Visionär Europas? Oder Vasall Frankreichs?

Saarbrücken · Johannes Hoffmann bewegt immer noch. Am Montag lief im überfüllten Saarbrücker Filmhaus eine Dokumentation über „Joho“, den ersten Ministerpräsidenten des Saarlandes.

 Johannes Hoffmann (1890-1967). Foto: Landesarchiv

Johannes Hoffmann (1890-1967). Foto: Landesarchiv

Foto: Landesarchiv

Europäischer Visionär? Oder Vasall Frankreichs? Demokrat? Oder Unterdrücker politischer Gegner? Bis heute ist Johannes Hoffmann, der erste Ministerpräsident des Saarlandes, umstritten. Regisseur Boris Penth hat eine Dokumentation über ihn gedreht, über die Amtszeit 1947-1955 und deren Höhepunkt am 23. Oktober 1955: die Abstimmung über das Saarstatut - darüber, ob das Saarland der BRD angegliedert wird oder unabhängig bleibt, unter starker Anbindung an Frankreich. 67 Prozent der Saarländer votierten gegen das Statut, Hoffmann trat zurück.

● **Aufgaben**
(A) Beantworte anhand des Artikels über Johannes Hoffmann:
(i) In welchem Saarbrücker Haus lief am Montag die Dokumentation?
(ii) Wer hat die Dokumentation gedreht?
(iii) Wie viel Prozent der Saarländer stimmten gegen das Statut?
(B) Schreibe aus dem Artikel über Johannes Hoffmann alles von „Saarbrücken · Johannes“ bis hinunter zu „Hoffmann trat zurück.“ wortgetreu ab.
Die Einträge haben mit dem Artikel nichts zu tun.

Einträge mit Bounding-Box-Annotationen
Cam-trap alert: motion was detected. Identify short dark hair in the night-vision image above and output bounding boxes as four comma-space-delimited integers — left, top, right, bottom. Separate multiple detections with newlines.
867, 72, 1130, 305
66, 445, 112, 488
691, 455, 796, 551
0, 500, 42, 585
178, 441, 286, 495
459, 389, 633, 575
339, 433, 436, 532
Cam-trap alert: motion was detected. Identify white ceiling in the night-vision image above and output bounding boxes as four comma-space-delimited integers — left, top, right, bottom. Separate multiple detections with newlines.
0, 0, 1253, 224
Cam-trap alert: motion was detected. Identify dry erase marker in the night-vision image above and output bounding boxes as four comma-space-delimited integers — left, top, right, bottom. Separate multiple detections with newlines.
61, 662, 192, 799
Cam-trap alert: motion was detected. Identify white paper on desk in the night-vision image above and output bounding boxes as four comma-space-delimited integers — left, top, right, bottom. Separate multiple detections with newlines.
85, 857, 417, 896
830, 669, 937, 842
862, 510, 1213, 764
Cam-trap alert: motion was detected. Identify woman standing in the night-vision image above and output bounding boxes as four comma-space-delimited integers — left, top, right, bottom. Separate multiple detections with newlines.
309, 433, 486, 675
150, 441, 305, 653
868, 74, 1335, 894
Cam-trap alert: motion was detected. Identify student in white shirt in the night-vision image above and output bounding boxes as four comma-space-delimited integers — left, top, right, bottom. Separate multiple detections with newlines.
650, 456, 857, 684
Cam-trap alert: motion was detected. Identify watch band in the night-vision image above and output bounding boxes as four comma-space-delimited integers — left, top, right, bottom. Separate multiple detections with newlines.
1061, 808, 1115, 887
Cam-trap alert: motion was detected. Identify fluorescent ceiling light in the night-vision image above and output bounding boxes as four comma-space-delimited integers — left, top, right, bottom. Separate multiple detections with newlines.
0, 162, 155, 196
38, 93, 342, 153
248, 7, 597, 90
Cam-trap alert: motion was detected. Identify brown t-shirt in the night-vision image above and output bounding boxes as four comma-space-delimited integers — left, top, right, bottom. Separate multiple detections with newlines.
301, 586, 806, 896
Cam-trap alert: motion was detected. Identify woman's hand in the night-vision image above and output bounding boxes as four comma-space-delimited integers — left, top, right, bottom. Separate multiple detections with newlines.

● **Lösungen**
(A)
(i) Im Saarbrücker Filmhaus.
(ii) Regisseur Boris Penth.
(iii) 67 Prozent.

(B)
Saarbrücken · Johannes Hoffmann bewegt immer noch. Am Montag lief im überfüllten Saarbrücker Filmhaus eine Dokumentation über „Joho“, den ersten Ministerpräsidenten des Saarlandes.

 Johannes Hoffmann (1890-1967). Foto: Landesarchiv

Johannes Hoffmann (1890-1967). Foto: Landesarchiv

Foto: Landesarchiv

Europäischer Visionär? Oder Vasall Frankreichs? Demokrat? Oder Unterdrücker politischer Gegner? Bis heute ist Johannes Hoffmann, der erste Ministerpräsident des Saarlandes, umstritten. Regisseur Boris Penth hat eine Dokumentation über ihn gedreht, über die Amtszeit 1947-1955 und deren Höhepunkt am 23. Oktober 1955: die Abstimmung über das Saarstatut - darüber, ob das Saarland der BRD angegliedert wird oder unabhängig bleibt, unter starker Anbindung an Frankreich. 67 Prozent der Saarländer votierten gegen das Statut, Hoffmann trat zurück.